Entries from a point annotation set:
===
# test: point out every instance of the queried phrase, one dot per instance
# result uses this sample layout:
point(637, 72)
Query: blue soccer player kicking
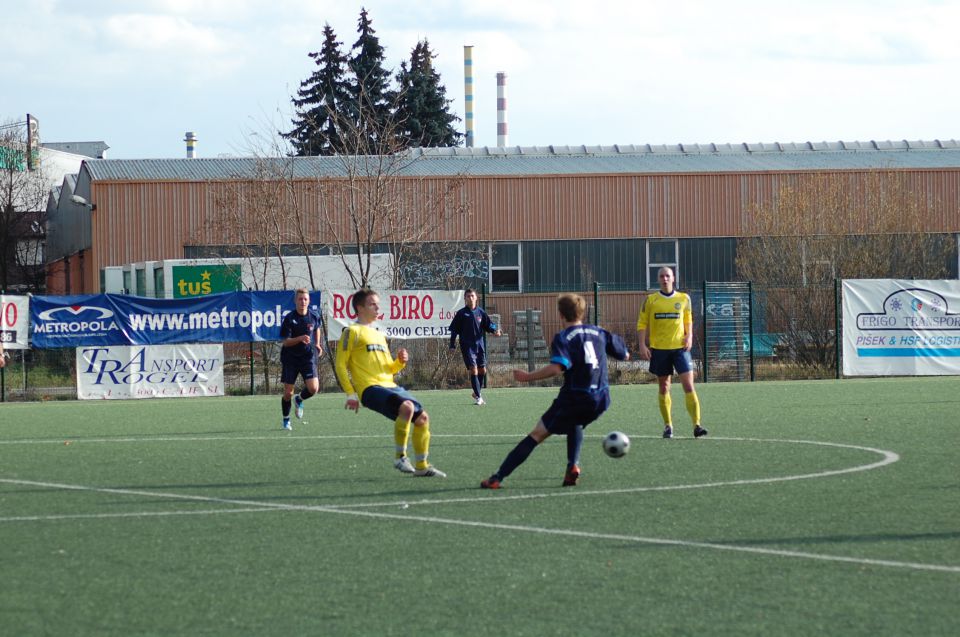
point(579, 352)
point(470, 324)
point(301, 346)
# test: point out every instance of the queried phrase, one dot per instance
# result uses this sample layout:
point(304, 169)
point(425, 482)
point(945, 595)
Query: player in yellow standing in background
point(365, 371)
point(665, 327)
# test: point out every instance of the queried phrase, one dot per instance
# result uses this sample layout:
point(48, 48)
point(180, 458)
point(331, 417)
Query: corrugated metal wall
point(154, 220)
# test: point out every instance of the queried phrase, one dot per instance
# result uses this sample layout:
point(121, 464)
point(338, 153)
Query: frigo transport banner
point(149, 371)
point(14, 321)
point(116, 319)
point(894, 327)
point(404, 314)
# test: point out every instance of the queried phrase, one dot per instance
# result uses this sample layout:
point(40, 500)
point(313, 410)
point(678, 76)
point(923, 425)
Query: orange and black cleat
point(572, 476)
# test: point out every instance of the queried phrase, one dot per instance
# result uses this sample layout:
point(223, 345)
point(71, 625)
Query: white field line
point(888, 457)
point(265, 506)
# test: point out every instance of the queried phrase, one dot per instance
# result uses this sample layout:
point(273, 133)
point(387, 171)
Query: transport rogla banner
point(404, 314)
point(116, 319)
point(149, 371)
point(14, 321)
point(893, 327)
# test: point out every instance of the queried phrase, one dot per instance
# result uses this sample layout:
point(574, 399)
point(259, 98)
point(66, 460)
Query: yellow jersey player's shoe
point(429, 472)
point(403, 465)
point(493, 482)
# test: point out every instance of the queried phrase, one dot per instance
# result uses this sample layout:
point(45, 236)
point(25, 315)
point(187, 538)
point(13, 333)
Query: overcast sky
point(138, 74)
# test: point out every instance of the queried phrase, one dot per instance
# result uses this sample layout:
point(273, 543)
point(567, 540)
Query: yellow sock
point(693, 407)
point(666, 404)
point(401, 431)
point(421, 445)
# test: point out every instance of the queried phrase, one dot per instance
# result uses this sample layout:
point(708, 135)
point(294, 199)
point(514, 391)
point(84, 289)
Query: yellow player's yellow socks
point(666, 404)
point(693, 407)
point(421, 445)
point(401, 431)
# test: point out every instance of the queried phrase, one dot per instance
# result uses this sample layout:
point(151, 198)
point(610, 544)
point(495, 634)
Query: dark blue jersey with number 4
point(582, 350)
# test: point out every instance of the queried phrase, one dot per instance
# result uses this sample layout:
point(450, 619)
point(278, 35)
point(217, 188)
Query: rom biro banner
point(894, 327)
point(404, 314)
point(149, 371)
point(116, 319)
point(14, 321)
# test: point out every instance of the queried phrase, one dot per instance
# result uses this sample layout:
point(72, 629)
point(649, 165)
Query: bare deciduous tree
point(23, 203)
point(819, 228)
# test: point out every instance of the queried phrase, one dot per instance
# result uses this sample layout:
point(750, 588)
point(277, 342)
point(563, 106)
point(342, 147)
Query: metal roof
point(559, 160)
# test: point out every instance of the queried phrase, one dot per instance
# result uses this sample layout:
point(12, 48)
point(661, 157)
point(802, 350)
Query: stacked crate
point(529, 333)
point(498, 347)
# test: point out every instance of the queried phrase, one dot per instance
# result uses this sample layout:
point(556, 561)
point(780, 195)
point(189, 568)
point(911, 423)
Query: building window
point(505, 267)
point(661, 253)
===
EXERCISE: The pictures should not appear in the copy; every other part of the records above must be returned exactly.

RESULT FOR THIS EXERCISE:
# test: point out every instance of the queried phrase, one dot per instance
# result uses this sample layout:
point(637, 72)
Query: blue soccer player kicking
point(579, 352)
point(470, 324)
point(301, 346)
# test: point out every instance of the queried phrase, one dot per instance
# result uses this sample layout:
point(304, 169)
point(425, 482)
point(945, 595)
Query: player in yellow standing in background
point(365, 371)
point(665, 327)
# test: point out every instance of the queried phrase, one dot per instance
# result uses this sample layout:
point(48, 48)
point(180, 458)
point(331, 417)
Query: corrugated metal wall
point(154, 220)
# test: point out every instance of the queried phrase, one dot per instance
# result uses this sample layout:
point(121, 464)
point(338, 153)
Query: frigo transport banner
point(149, 371)
point(14, 321)
point(116, 319)
point(894, 327)
point(404, 314)
# test: point out every instance of the queried phrase, one dot per instance
# result uses this sample layout:
point(40, 500)
point(313, 410)
point(678, 76)
point(923, 425)
Query: orange and black cleat
point(572, 476)
# test: point out every instance of the queried phrase, one dot per instance
# result uses this sample layout:
point(223, 345)
point(71, 625)
Query: white field line
point(888, 457)
point(265, 506)
# test: point out every instance of the queried phrase, one dot per instance
# result uses this sample layout:
point(273, 133)
point(387, 171)
Query: transport rogla banner
point(404, 314)
point(116, 319)
point(149, 371)
point(14, 321)
point(893, 327)
# test: point out every instance of the queried phrase, one dot per instance
# result uses this sample layout:
point(574, 399)
point(259, 98)
point(66, 460)
Query: yellow jersey player's shoe
point(429, 472)
point(403, 465)
point(493, 482)
# test: point out every instance of the queried phrase, one dot per instance
# result uses this sample layout:
point(45, 236)
point(25, 315)
point(187, 538)
point(13, 333)
Query: overcast sky
point(138, 74)
# test: point out every instance of the queried phrase, one dot per instance
# result uses this sample layout:
point(273, 543)
point(567, 540)
Query: yellow sock
point(693, 407)
point(666, 404)
point(401, 431)
point(421, 445)
# test: point out every instance of the queried phrase, one dot per instance
# result uses this sample layout:
point(708, 135)
point(294, 199)
point(514, 391)
point(84, 289)
Query: yellow player's yellow socks
point(666, 404)
point(693, 407)
point(421, 445)
point(401, 431)
# test: point out every instance of the queried phrase, one dot per instance
# result uses this sample layout:
point(151, 198)
point(610, 544)
point(495, 634)
Query: dark blue jersey with number 4
point(582, 350)
# test: point out every instance of the queried phrase, one dot per instance
# result uses this sample layout:
point(450, 619)
point(278, 35)
point(217, 188)
Query: rom biro banner
point(894, 327)
point(404, 314)
point(149, 371)
point(116, 319)
point(14, 321)
# test: point out every instance of the queried phrase, one dot per instance
# result uses this sample layout:
point(72, 629)
point(649, 165)
Query: bare deciduous tree
point(23, 203)
point(819, 228)
# test: point out every instance of the queried phrase, one dot per instance
# result uses this sample layout:
point(750, 588)
point(277, 342)
point(563, 106)
point(342, 147)
Query: metal roof
point(559, 160)
# test: point out every instance of the queried phrase, one dot per instance
# result uses this sample layout:
point(12, 48)
point(661, 157)
point(802, 350)
Query: stacked crate
point(529, 333)
point(498, 347)
# test: point out every instance of the queried phrase, one dot per instance
# result uses this sample layout:
point(556, 561)
point(780, 195)
point(189, 568)
point(911, 423)
Query: building window
point(505, 267)
point(661, 253)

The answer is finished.